> [課題の目的]:
下の香りについての文章によると、人の鼻は大脳のどの部分に直接つながっていますか。

花の香りにいろいろな種類があるのは、それぞれ好みの虫がいて特定の花に集中しないようになっているのでしょうか? それとも、香りそのものに何かメッセージのようなものがあるのかも…。夜だけ香りが立つ「夜来香」や「月下美人」は、夜間活動する虫にアピールしているのでしょうか? それとも、昼間よりも夜の方が効率がいいからなんでしょうか?
虫にとっての香りは、花の存在をいち早く認識するためにとても都合のいい情報源なのです。花対虫だけでなく、植物同士も香りでコミュニケーションしています。ある植物が、虫に葉を食べられると、葉から特殊な成分が発生し辺りの植物へ「噛まれるぞ」という香りの情報が流れます。
その香りを感知した植物は葉から、虫が不調になる成分を分泌し、防衛するのです。まるで、香りが情報となって行き来しているかのようです。つまり生物のコミュニケーションは、言葉だけでないのですね。
鼻は命にかかわる情報を常にチェック
アロマコロジー的生活…11
特に、人の嗅覚(鼻)は、大脳の中でも本能を司るといわれている旧皮質(別名動物脳)に鼻からダイレクトにつながれて、人が生まれてから死ぬまで全く休むことなく処理が行われつづけています。
視覚(目)は、寝ているとき休みますが鼻は命を守るためにフルタイムで働いているのです。しかも人体に影響力を及ぼす食品の取り入れ口である「口」の上に位置する場所に鼻は存在し、口へ食べ物を入れるときには、すかさずチェックを欠かさないのです。
ある食品を食べてお腹をこわしたりすると、その匂いを覚えていて次にその匂いを感じたときに拒絶するように脳から命令が出るのです。腐ったミルクや豆腐などの匂いも生涯忘れることなく記憶されたり、ガスやきな臭い匂いや異臭を感じると夜中でも目覚めるよう鼻が起きているのです。

> [データ抜粋]:
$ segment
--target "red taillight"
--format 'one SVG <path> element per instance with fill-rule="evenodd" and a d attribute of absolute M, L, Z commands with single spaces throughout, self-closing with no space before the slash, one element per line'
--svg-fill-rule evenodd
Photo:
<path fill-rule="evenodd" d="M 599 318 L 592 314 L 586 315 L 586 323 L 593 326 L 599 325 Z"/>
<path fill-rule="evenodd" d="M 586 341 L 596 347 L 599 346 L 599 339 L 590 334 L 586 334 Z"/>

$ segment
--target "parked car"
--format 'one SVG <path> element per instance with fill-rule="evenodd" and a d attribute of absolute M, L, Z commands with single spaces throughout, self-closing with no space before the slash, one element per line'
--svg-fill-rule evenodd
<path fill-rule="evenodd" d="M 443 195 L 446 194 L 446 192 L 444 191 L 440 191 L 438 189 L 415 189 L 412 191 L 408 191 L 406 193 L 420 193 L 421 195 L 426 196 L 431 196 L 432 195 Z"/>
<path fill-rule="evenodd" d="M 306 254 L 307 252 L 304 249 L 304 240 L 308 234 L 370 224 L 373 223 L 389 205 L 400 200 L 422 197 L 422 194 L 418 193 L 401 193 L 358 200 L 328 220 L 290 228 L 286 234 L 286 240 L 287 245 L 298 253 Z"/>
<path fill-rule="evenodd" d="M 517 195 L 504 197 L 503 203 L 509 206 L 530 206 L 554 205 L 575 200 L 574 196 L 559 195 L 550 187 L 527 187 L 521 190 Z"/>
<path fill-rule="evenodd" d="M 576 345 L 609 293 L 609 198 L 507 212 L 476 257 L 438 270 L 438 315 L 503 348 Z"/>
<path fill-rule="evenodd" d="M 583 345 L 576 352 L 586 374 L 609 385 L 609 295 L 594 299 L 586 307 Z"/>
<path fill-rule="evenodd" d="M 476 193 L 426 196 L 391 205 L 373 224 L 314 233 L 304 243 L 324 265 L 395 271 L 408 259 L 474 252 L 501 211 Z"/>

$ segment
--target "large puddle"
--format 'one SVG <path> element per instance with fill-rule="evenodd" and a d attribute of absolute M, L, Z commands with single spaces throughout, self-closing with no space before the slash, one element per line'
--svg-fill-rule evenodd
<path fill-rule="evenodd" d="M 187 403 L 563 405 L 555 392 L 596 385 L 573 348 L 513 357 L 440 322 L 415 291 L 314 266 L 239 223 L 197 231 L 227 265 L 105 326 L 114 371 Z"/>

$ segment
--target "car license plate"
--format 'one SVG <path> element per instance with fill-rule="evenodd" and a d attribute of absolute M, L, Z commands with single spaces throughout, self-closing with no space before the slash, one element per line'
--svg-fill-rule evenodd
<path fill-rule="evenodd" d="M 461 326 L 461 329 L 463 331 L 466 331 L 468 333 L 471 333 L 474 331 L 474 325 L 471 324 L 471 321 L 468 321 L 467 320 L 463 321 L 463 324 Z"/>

> [課題の解答]:
本能を司るといわれている旧皮質(別名動物脳)です。